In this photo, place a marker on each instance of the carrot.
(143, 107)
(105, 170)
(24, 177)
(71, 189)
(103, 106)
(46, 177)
____________________
Rewrite the whole listing with "carrot" switched to "radish", leaving every other line and character as it is.

§ SOLVED EXERCISE
In this photo, place a marker on each instance of the radish.
(143, 107)
(105, 170)
(24, 177)
(71, 189)
(103, 106)
(46, 177)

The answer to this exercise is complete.